## [Selected passage]
┏━━
[mvapich-discuss] run error when use pbs

Jaidev Sridhar sridharj at cse.ohio-state.edu
Wed Dec 17 15:15:23 EST 2008


Thanks for letting us know that it works now, we'll consider putting this
in the FAQ.

-Jaidev

On Wed, Dec 17, 2008 at 01:38:16PM +0900, luxingjing wrote:
 > 
 >    Hi,
 > 
 >    I am sorry for havingn not inform you that the problem is resolved.
 > 
 >    It is nothing wrong with mvapich1.1, it is the result of PBS, the PBS
 >     does not
 > 
 >    Allow user to "ssh other node", instead we have to do like bellow:
 > 
 >     mpirun_rsh -rsh -np ....,
 > 
 >    Now it works .
 > 
 >    Thank you for advice.
 > 
 >    -Eric
 > 
 >    -----Original Message-----
 >    From: 'Jaidev Sridhar' [mailto:sridharj at cse.ohio-state.edu]
 >    Sent: Wednesday, December 17, 2008 6:15 AM
 >    To: luxingjing
 >    Subject: Re: [mvapich-discuss] run error when use pbs
 > 
 > 
 >    Looks like the cpi application is crashing. Can you set 'ulimit -c
 >    unlimited'
 > 
 >    in your bash profile and see if we get any core dumps?
 > 
 > 
 >    -Jaidev
 > 
 > 
 >    On Tue, Dec 16, 2008 at 11:13:35AM +0900, luxingjing wrote:
 > 
 >     >
 > 
 >     >    Hi,
 > 
 >     >
 > 
 >     >    Thank you for your repley, but it seems not the problem.
 > 
 >     >
 > 
 >     >    Now my pbs script is:
 > 
 >     >
 > 
 >     >
 > 
 >     >    #!/bin/sh
 > 
 >     >
 > 
 >     >    #PBS -N cpi
 > 
 >     >
 > 
 >     >    #PBS -l nodes=1:ppn=1
 > 
 >     >
 > 
 >     >    #PBS -q dawning
 > 
 >     >
 > 
 >     >    #PBS -o cpi1
 > 
 >     >
 > 
 >     >    #PBS -e cpi1.e
 > 
 >     >
 > 
 >     >    cd $PBS_O_WORKDIR
 > 
 >     >
 > 
 >     >    declare -a no
 > 
 >     >
 > 
 >     >    count=0
 > 
 >     >
 > 
 >     >    for i in $( uniq $PBS_NODEFILE )
┗━━
## [Excerpted data]
┏━━
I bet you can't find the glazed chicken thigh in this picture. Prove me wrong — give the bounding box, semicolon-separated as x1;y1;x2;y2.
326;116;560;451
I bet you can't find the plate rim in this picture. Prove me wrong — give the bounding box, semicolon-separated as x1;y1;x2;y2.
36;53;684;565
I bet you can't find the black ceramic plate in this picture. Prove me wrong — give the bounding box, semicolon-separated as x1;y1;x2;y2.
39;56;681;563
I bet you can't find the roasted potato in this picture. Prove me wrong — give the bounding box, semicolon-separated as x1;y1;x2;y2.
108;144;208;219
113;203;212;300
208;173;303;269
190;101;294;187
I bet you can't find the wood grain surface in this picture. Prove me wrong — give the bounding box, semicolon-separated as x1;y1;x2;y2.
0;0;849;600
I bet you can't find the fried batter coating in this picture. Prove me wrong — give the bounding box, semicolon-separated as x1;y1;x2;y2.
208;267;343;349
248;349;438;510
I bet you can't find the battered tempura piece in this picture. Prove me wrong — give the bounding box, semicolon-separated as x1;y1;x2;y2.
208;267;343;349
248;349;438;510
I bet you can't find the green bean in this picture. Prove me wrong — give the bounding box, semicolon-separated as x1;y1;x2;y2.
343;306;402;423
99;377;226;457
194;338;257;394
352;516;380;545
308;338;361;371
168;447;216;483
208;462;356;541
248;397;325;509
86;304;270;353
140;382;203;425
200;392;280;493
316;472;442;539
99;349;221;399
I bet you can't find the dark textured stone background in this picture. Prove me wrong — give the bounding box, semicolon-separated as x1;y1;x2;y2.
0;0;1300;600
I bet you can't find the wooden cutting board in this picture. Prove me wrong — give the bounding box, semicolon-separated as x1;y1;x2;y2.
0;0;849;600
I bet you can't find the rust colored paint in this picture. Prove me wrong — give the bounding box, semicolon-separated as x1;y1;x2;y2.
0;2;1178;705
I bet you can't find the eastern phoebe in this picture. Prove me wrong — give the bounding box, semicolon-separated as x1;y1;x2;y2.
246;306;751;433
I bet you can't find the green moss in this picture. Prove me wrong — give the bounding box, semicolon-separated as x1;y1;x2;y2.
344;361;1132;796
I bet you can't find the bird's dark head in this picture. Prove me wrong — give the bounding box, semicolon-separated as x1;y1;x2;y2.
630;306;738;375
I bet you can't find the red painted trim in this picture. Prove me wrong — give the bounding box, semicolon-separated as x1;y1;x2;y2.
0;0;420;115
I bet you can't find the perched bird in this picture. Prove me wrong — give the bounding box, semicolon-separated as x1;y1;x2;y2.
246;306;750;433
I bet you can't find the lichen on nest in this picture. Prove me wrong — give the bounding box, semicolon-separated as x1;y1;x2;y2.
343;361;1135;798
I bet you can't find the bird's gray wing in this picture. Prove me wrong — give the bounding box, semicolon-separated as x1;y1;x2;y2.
┗━━
## [Directions]
In the thread about the PBS run error, translate this sentence into Spanish: "Looks like the cpi application is crashing."

## [Correct response]
Parece que la aplicación cpi está fallando.